# Document start

Fatigue might be partly responsible for the decline of time. When participants were tired, they naturally spent less time thinking and drew smaller circles. To further test our hypotheses and distinguish from the effect of other factors, we designed Study 3, in which a clear distinction between “doing” and “not doing” was made with more sensitive-dependent variables than Study 2.

Study 3

Study 3 simulated mobile role-playing games slightly different than Study 2. Rather than drawing circles, participants were informed to assess circles on the screen. They could choose to directly accept circles or to adjust the size and location of circles and then accepted them. Participants would get a score for each circle. If participants adjusted the circles, every pixel they modulated would be recorded. If participants opted not to adjust circles and directly accepted them, the operation amount would be 0 pixels. Therefore, we had an accurate variate to reflect participants’ operation efforts. We also recorded assessment time, which reflected how much time participants used before accepting circles. Other settings were similar with Study 2. We hypothesized that in both conditions, the M and SD of each dependent variable would decrease with time and finally converge at a certain level. Participants in the unknown condition would show more exploring activities than participants in the known condition. All measures, manipulations, and exclusions in Study 3 are subsequently reported. No more data were collected contingent on initial analysis.

# Document end
# Stored records start

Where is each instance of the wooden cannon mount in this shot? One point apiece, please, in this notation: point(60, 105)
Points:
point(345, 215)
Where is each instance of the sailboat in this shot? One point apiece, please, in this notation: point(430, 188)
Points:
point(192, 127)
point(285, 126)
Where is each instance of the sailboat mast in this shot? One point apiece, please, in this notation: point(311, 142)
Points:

# Stored records end

▶ _Tasks to perform_:
• 1. Answer these questions using the study text:
(a) What size of circles did participants draw when they were tired?
(b) What was the operation amount when participants accepted circles directly without adjusting them?
(c) What did assessment time reflect?
• 2. Reproduce the study text from "Fatigue might be" up to and including "variables than Study 2.", substituting "Tiredness" for "Fatigue".
• 3. Continue the study text past its final sentence.
The records are separate material and do not belong to the study text.

▶ _Results for each task_:
• 1.
(a) Smaller circles.
(b) 0 pixels.
(c) How much time participants used before accepting circles.

• 2.
Tiredness might be partly responsible for the decline of time. When participants were tired, they naturally spent less time thinking and drew smaller circles. To further test our hypotheses and distinguish from the effect of other factors, we designed Study 3, in which a clear distinction between “doing” and “not doing” was made with more sensitive-dependent variables than Study 2.

• 3.
Materials and Methods

Participants

Based on the results of Study 2, we predicted an effect size of Cohen’s d = 0.68 for Study 3. Power analysis showed that given α = 0.05, 70 individuals were sufficient to detect an effect with a power of 0.8 (Faul et al., 2007). Seventy participants were finally recruited in this experiment: 34 in the unknown condition (25 women; Mage = 19.66 years, SD = 1.30; age range = 17–23 years) and 36 in the known condition (23 women; Mage = 20.28 years, SD = 1.80; age range = 18–24 years). Participants were paid to participate in the experiment and signed consent forms. All participants had normal or corrected-to-normal visual acuity. The study was approved by the Research Ethics Board at the Department of Psychology and Behavioral Sciences, Zhejiang University.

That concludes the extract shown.